■ Exercise requirements: Count the lines in the items below that contain the word "positive". Give only the number.

■ Supplied data:
=== Section Start ===
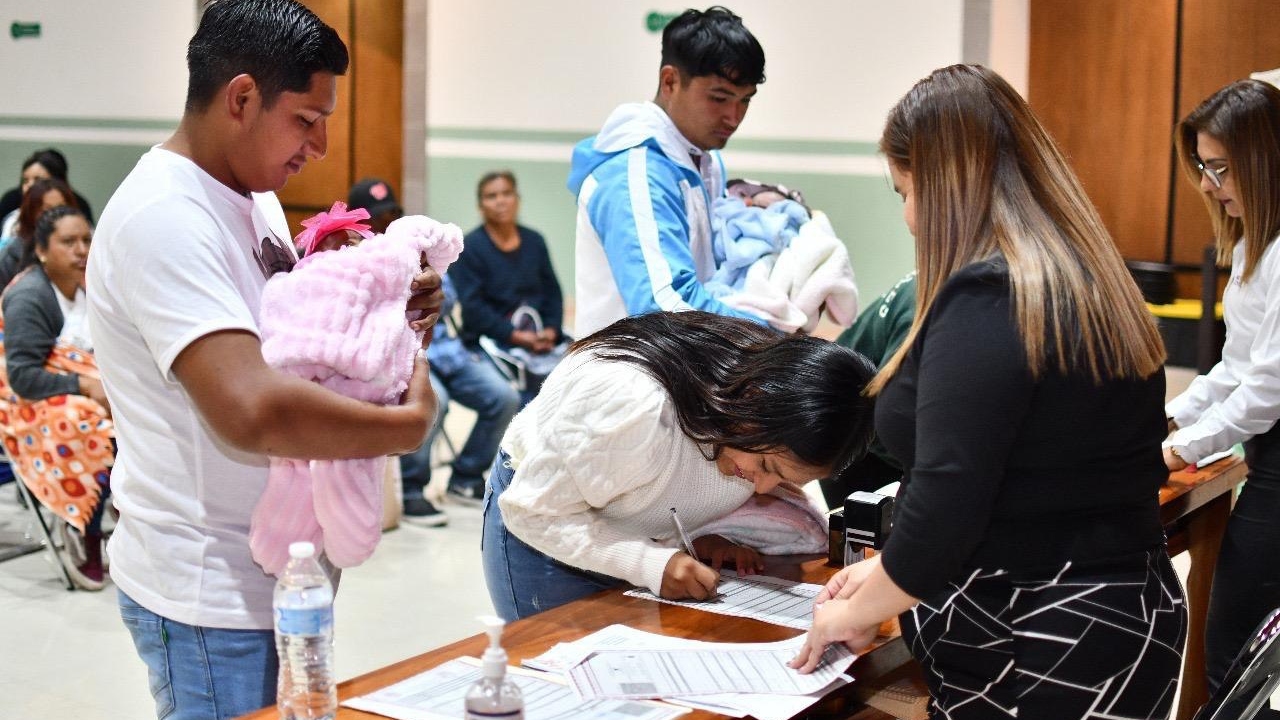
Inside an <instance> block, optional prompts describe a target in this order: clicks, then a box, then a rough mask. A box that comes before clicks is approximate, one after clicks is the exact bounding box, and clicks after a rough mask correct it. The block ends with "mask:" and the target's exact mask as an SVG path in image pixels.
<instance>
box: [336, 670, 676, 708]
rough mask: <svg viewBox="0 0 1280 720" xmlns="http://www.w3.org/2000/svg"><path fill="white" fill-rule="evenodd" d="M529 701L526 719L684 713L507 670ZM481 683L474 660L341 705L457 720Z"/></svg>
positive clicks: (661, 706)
=== Section End ===
=== Section Start ===
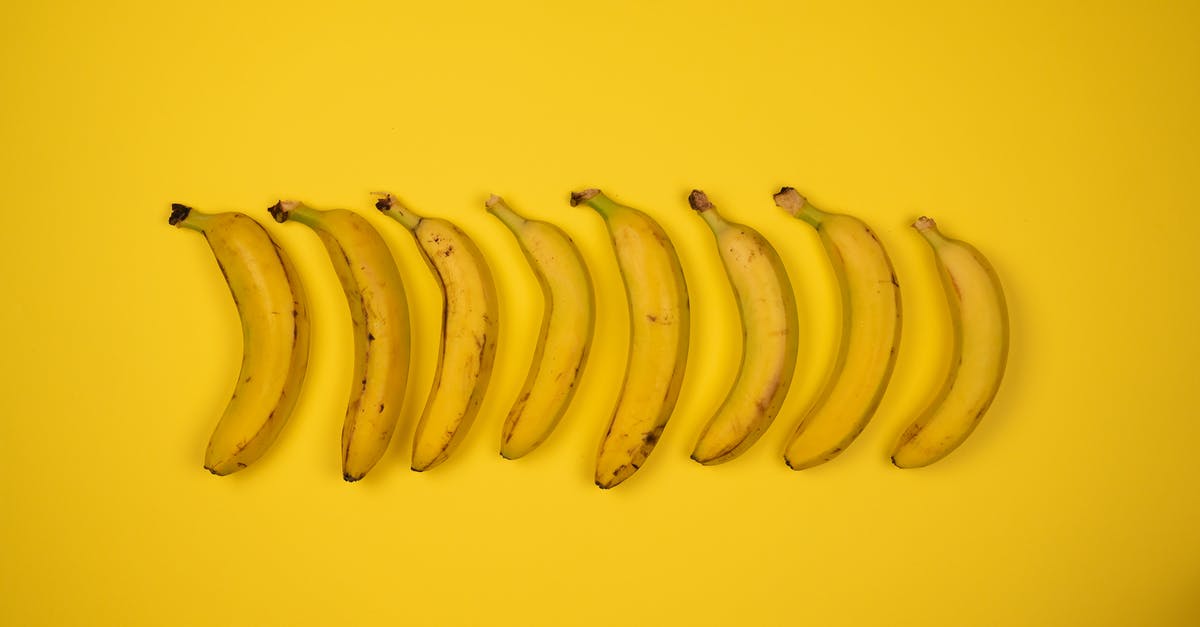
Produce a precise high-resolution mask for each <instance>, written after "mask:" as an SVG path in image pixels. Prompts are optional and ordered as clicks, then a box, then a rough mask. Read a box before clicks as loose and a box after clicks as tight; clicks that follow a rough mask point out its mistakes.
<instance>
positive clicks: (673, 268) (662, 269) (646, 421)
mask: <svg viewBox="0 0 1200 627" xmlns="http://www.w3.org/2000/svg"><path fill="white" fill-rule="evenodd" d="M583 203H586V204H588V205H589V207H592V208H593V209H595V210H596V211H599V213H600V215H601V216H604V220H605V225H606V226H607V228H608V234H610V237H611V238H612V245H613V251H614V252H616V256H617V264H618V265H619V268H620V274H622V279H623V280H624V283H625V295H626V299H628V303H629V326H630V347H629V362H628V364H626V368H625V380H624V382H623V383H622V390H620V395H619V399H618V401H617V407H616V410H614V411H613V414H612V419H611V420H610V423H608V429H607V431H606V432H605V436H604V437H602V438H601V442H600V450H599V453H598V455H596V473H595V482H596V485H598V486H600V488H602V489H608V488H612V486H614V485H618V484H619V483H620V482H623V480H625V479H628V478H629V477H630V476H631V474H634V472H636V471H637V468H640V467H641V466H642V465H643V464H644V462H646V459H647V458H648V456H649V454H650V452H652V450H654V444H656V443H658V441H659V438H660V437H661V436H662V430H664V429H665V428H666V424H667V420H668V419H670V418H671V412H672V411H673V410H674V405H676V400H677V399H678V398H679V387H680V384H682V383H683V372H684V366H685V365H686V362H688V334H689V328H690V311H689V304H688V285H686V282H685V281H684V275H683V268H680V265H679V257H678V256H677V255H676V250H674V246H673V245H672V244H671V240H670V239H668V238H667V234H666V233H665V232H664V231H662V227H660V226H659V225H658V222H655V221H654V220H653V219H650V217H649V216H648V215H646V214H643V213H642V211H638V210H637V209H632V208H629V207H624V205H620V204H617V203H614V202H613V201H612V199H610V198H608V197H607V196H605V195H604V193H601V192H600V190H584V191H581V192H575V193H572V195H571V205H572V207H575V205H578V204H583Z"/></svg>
=== Section End ===
■ Result: 2